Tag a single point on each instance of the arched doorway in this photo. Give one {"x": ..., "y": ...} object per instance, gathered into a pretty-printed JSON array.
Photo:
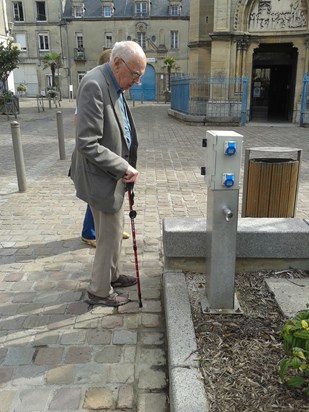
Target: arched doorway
[
  {"x": 146, "y": 90},
  {"x": 273, "y": 82}
]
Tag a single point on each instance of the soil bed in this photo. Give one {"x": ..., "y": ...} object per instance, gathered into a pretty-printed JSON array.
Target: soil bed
[{"x": 239, "y": 354}]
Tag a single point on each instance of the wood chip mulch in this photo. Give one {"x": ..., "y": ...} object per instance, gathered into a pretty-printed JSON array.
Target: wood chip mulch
[{"x": 239, "y": 354}]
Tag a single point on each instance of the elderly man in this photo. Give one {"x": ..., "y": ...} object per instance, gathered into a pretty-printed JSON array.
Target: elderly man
[{"x": 104, "y": 161}]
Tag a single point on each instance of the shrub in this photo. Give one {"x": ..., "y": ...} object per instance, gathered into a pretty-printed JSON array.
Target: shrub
[{"x": 294, "y": 368}]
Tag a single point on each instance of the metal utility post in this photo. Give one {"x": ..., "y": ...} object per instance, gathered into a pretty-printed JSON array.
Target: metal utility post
[
  {"x": 60, "y": 136},
  {"x": 19, "y": 157},
  {"x": 223, "y": 156}
]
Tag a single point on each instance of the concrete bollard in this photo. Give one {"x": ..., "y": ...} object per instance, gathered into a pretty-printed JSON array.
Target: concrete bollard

- - - -

In your copy, please omit the pictures and print every line of the records exactly.

-- Reply --
Tag a single point on each instance of the arched doorway in this photo. Give one {"x": ..., "y": ...} object per instance, gathered into a pretty-printed JSON array.
Photo:
Target: arched doorway
[
  {"x": 146, "y": 90},
  {"x": 273, "y": 82}
]
Tag a single point on each instance of the soil bed in this photo. Give one {"x": ..., "y": ...} object per instance, gathered into a pretty-printed JSON array.
Target: soil bed
[{"x": 239, "y": 354}]
Tag a single point on each instance of the wood chip mulch in this photo. Give one {"x": ..., "y": ...} object per instance, gathered into a pretty-printed JSON array.
Target: wood chip mulch
[{"x": 239, "y": 354}]
Tag a single point on each instance of the elderly man in this photo. Give one {"x": ..., "y": ...} object per instance, gathered into a pretty-printed JSON array.
Target: elderly man
[{"x": 104, "y": 161}]
Tag a single point on each instance of the shrub in this photo. Give one {"x": ..., "y": ...} object per instance, gathered into a pretty-printed JSON array.
Target: shrub
[{"x": 294, "y": 368}]
Tag a single point on each instance of the metal utility post in this photo. Give one {"x": ..., "y": ...} object per instance, gathered into a pretty-printed JSON array.
Target: metal utility post
[
  {"x": 60, "y": 136},
  {"x": 19, "y": 157},
  {"x": 223, "y": 156}
]
Tag a single point on each instance of the concrete bollard in this photo. Give one {"x": ..., "y": ...} object per instance, gathered into a pretty-printed JSON array.
Target: concrete bollard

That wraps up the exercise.